### EXERCISE DESCRIPTION
Put every line of the listing below into a Markdown table with the columns Row and Line, numbering each line and leaving out blank lines.
===
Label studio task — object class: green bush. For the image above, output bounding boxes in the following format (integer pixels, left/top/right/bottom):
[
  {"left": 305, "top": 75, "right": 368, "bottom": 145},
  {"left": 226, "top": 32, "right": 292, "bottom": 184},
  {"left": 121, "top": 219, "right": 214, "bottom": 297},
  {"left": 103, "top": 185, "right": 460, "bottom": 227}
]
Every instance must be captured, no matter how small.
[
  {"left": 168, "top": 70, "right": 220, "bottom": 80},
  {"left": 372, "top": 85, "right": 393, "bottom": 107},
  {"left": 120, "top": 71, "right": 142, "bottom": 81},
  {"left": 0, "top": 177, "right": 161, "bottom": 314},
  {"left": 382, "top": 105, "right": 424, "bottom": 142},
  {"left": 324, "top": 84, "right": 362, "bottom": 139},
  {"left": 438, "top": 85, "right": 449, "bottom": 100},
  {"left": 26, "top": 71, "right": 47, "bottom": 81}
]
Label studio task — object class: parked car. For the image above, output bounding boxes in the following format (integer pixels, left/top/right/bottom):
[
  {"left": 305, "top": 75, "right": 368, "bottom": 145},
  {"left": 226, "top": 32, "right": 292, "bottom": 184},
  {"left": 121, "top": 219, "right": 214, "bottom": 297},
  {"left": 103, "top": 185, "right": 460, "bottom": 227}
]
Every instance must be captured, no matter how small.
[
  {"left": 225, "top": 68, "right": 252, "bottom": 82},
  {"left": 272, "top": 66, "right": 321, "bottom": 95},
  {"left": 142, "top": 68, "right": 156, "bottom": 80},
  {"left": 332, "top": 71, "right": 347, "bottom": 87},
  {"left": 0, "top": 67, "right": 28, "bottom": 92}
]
===
### SOLVED PROBLEM
| Row | Line |
|---|---|
| 1 | Label studio task — object class: green bush. For the image above, output bounding boxes in the following format (integer pixels, left/top/right/bottom): |
| 2 | [ |
| 3 |   {"left": 305, "top": 75, "right": 368, "bottom": 145}, |
| 4 |   {"left": 226, "top": 32, "right": 292, "bottom": 184}, |
| 5 |   {"left": 121, "top": 219, "right": 214, "bottom": 297}, |
| 6 |   {"left": 103, "top": 185, "right": 460, "bottom": 227} |
| 7 | ] |
| 8 | Every instance must be captured, no matter how small. |
| 9 | [ |
| 10 |   {"left": 168, "top": 70, "right": 220, "bottom": 80}, |
| 11 |   {"left": 372, "top": 85, "right": 393, "bottom": 107}, |
| 12 |   {"left": 120, "top": 71, "right": 142, "bottom": 81}, |
| 13 |   {"left": 0, "top": 177, "right": 161, "bottom": 314}, |
| 14 |   {"left": 382, "top": 105, "right": 424, "bottom": 142}, |
| 15 |   {"left": 324, "top": 84, "right": 362, "bottom": 139}, |
| 16 |   {"left": 438, "top": 85, "right": 449, "bottom": 100}, |
| 17 |   {"left": 26, "top": 71, "right": 47, "bottom": 81} |
| 18 | ] |
| 19 | Label studio task — object class: parked car. For the image above, output bounding boxes in the following format (integer pixels, left/top/right/bottom): |
| 20 | [ |
| 21 |   {"left": 305, "top": 75, "right": 368, "bottom": 145}, |
| 22 |   {"left": 226, "top": 32, "right": 292, "bottom": 184}, |
| 23 |   {"left": 121, "top": 219, "right": 214, "bottom": 297}, |
| 24 |   {"left": 103, "top": 185, "right": 460, "bottom": 227} |
| 25 | ] |
| 26 | Every instance must be captured, no matter how small. |
| 27 | [ |
| 28 |   {"left": 225, "top": 68, "right": 252, "bottom": 82}, |
| 29 |   {"left": 272, "top": 66, "right": 321, "bottom": 95}, |
| 30 |   {"left": 142, "top": 68, "right": 156, "bottom": 80}, |
| 31 |   {"left": 332, "top": 71, "right": 347, "bottom": 87}, |
| 32 |   {"left": 0, "top": 67, "right": 28, "bottom": 92} |
| 33 | ] |